**TASK DIRECTIONS**
Please restate the data word for word.

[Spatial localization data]
········

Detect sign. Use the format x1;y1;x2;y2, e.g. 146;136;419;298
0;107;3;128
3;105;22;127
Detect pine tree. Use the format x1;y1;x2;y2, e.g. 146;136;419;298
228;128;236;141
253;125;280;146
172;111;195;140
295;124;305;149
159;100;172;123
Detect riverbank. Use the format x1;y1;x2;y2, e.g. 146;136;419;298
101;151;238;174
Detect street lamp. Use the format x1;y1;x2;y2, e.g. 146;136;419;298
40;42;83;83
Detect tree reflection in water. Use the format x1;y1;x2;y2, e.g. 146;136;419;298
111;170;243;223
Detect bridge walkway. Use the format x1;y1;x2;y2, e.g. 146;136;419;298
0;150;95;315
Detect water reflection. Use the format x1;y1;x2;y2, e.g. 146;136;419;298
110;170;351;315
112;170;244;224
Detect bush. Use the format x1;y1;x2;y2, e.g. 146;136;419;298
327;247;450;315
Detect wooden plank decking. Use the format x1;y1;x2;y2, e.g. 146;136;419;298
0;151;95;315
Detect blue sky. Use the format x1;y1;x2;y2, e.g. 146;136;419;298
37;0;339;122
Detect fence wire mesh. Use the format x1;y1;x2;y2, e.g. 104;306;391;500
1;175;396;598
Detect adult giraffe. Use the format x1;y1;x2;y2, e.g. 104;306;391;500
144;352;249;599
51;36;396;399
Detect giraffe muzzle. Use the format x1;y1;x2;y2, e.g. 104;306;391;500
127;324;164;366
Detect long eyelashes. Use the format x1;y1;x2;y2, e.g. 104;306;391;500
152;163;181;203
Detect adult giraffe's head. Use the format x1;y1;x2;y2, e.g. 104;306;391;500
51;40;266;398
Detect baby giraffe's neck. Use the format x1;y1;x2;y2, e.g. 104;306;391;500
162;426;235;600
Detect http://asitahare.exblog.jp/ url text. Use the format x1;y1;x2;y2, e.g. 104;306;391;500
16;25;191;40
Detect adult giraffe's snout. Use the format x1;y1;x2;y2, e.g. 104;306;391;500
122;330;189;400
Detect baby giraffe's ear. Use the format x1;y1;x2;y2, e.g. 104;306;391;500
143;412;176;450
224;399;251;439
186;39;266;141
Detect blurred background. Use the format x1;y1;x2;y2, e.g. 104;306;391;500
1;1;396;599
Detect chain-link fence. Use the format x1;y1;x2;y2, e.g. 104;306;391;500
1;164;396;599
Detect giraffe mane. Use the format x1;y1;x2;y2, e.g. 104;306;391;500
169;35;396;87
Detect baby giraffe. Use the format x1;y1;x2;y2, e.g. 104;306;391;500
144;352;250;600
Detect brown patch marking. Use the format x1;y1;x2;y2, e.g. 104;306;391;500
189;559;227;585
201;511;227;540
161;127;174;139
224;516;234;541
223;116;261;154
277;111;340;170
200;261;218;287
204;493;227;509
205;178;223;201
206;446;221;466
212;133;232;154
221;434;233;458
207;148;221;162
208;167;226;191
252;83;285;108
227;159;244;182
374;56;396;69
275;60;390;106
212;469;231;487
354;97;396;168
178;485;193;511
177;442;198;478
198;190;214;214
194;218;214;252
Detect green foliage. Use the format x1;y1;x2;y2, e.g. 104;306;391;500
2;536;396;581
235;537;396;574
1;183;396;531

········

**RESPONSE AREA**
Detect sign. Use the format x1;y1;x2;y2, e.g. 146;136;419;298
0;107;3;128
3;105;22;127
Detect pine tree. Use the format x1;y1;x2;y2, e.g. 146;136;419;298
228;128;236;141
253;125;280;146
172;111;195;140
295;124;305;149
159;100;172;123
Detect riverbank. Use the format x1;y1;x2;y2, e.g. 146;136;419;298
101;151;238;174
Detect street lamp. Use the format x1;y1;x2;y2, e.g. 146;136;419;298
40;42;83;83
Detect tree reflection in water. Use the format x1;y1;x2;y2, e.g. 146;136;419;298
111;170;243;223
Detect bridge walkway. Use the format x1;y1;x2;y2, e.g. 146;136;419;298
0;150;95;315
Detect water reflection. Use the format x1;y1;x2;y2, e.g. 146;136;419;298
110;170;351;315
112;170;244;224
Detect bush. Use the format x1;y1;x2;y2, e.g. 146;136;419;298
327;247;450;315
Detect wooden plank decking. Use the format x1;y1;x2;y2, e.g. 146;136;419;298
0;151;95;315
Detect blue sky. Use the format x1;y1;x2;y2, e.g. 146;136;419;298
37;0;339;122
Detect fence wire mesh. Use the format x1;y1;x2;y2, e.g. 104;306;391;500
1;175;396;598
Detect adult giraffe. Use the format x1;y1;x2;y2, e.g. 104;306;391;500
144;352;249;599
51;36;396;399
Detect giraffe muzzle. Use the format x1;y1;x2;y2, e.g. 104;306;391;500
127;324;164;366
Detect long eyelashes. Use the format x1;y1;x2;y2, e.g. 104;306;391;500
152;163;181;203
Detect adult giraffe's head. Use the format x1;y1;x2;y2, e.g. 104;306;391;500
51;40;266;398
Detect baby giraffe's neck. Use the format x1;y1;x2;y2, e.g. 104;306;391;500
162;426;235;600
Detect http://asitahare.exblog.jp/ url text. Use the format x1;y1;x2;y2, e.g. 104;306;391;500
16;25;191;40
Detect adult giraffe's snout. Use the format x1;y1;x2;y2, e.g. 104;306;391;500
122;330;189;400
Detect baby giraffe's ear. Use the format x1;y1;x2;y2, e.g. 104;306;391;500
143;412;176;450
224;399;251;439
186;39;266;141
Detect blurred background. Use the format x1;y1;x2;y2, e.g. 104;306;391;500
1;1;396;599
Detect chain-link fence. Use the format x1;y1;x2;y2, e.g. 104;306;391;500
1;164;396;599
Detect giraffe mane. Use the format x1;y1;x2;y2, e.g. 104;306;391;500
169;35;396;87
Detect baby giraffe. Use the format x1;y1;x2;y2, e.g. 104;306;391;500
144;352;250;600
Detect brown patch marking. Use the format x1;y1;x2;y2, e.g. 104;306;391;500
189;559;227;585
201;511;227;540
161;127;174;139
224;516;234;541
223;116;261;154
277;111;340;170
200;261;218;287
204;493;227;509
205;178;223;201
206;446;221;466
212;133;232;154
221;434;233;458
207;148;221;162
208;167;226;191
252;83;285;108
227;159;244;182
374;56;396;69
275;60;390;106
212;469;231;487
354;97;396;168
178;485;193;511
177;442;198;478
198;190;214;214
194;218;214;252
Detect green foliage. Use the format x1;y1;x2;y2, e.g. 104;306;391;500
2;536;396;581
235;537;396;574
1;183;396;531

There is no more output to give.